§ **Task objective**
Rescale the data that begins at the line containing "Could you please locate the windshield" and ends at the final line of the data, inclusive. Reproduce every line, requests included, and multiply each coordinate value in the answers by 0.9, rounding to whole numbers with halves rounded up, while leaving any numbers in the requests and their format samples unchanged.

══ Material provided

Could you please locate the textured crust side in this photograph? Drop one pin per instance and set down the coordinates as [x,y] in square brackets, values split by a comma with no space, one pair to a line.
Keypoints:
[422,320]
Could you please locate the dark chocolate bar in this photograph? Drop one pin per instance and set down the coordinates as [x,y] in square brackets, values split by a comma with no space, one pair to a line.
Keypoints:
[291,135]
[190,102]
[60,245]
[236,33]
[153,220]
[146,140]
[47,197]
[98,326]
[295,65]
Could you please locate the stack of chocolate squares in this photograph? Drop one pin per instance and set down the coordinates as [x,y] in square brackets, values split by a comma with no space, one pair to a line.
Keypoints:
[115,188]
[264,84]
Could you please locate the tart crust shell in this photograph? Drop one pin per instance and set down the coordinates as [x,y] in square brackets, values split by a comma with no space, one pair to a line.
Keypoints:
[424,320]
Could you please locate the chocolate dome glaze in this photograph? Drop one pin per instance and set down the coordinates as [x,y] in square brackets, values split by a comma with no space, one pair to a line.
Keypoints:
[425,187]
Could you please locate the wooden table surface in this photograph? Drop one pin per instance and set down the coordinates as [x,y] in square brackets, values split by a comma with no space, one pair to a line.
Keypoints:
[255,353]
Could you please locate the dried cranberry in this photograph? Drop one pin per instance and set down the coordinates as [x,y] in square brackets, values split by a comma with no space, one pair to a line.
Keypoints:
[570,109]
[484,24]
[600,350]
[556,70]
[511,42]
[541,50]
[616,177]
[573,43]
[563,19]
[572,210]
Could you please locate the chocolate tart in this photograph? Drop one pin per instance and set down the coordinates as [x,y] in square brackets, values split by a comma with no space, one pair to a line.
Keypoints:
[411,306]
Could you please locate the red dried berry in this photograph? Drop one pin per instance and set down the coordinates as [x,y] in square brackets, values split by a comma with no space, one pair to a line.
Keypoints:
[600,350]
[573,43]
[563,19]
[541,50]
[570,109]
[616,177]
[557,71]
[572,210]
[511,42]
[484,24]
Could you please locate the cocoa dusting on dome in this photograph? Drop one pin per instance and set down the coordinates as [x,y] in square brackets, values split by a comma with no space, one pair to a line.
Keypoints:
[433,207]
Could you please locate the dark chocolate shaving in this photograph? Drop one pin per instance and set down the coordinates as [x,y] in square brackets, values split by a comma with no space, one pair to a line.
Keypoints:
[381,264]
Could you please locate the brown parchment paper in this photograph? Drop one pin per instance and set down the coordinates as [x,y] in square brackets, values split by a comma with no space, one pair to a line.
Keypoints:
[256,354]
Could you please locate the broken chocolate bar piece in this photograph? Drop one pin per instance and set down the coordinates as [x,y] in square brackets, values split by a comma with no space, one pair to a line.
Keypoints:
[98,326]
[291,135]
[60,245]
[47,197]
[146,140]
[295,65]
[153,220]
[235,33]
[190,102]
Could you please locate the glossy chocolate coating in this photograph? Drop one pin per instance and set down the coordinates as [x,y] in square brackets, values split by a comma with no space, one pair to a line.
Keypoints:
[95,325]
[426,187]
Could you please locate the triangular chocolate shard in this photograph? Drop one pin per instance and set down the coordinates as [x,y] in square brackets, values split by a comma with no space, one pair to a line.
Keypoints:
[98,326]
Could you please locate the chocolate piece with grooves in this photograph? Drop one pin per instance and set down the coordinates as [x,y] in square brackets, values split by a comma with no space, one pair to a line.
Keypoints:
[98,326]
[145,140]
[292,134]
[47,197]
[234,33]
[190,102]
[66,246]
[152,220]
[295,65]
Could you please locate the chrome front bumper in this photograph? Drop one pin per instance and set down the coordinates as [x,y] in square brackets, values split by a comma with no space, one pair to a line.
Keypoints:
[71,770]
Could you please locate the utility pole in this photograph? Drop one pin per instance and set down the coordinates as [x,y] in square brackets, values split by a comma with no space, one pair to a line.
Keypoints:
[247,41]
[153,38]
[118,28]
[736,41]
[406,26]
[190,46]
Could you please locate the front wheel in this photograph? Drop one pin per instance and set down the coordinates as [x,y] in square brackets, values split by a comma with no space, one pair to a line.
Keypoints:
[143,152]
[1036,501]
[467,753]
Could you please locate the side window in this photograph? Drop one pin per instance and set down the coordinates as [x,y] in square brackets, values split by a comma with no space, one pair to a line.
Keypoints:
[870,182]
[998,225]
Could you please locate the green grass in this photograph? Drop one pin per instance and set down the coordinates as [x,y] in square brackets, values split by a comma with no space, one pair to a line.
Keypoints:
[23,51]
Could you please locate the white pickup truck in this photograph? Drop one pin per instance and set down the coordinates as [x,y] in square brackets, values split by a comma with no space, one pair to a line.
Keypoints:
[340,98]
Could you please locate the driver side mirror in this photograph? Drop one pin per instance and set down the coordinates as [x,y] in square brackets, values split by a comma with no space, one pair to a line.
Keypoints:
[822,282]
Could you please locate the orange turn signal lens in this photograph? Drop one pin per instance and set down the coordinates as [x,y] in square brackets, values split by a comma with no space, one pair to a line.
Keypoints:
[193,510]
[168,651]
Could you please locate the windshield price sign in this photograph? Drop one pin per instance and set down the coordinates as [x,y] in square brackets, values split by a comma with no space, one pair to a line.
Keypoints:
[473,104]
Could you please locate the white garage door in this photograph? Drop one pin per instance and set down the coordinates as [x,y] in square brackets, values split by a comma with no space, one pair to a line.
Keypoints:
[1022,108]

════

§ **Solution**
Could you please locate the windshield price sign in this photograph? Drop one pin per instance and set down the coordinates as [x,y] in square brackets, values split by a comma with no space, one pair to a line.
Keypoints:
[426,94]
Could you please locate the white garage door in this photograph? Drop one pin per instance and set down the coordinates as [x,y] in square brackets, values split by a comma with no space, one pair to a line.
Keypoints:
[920,97]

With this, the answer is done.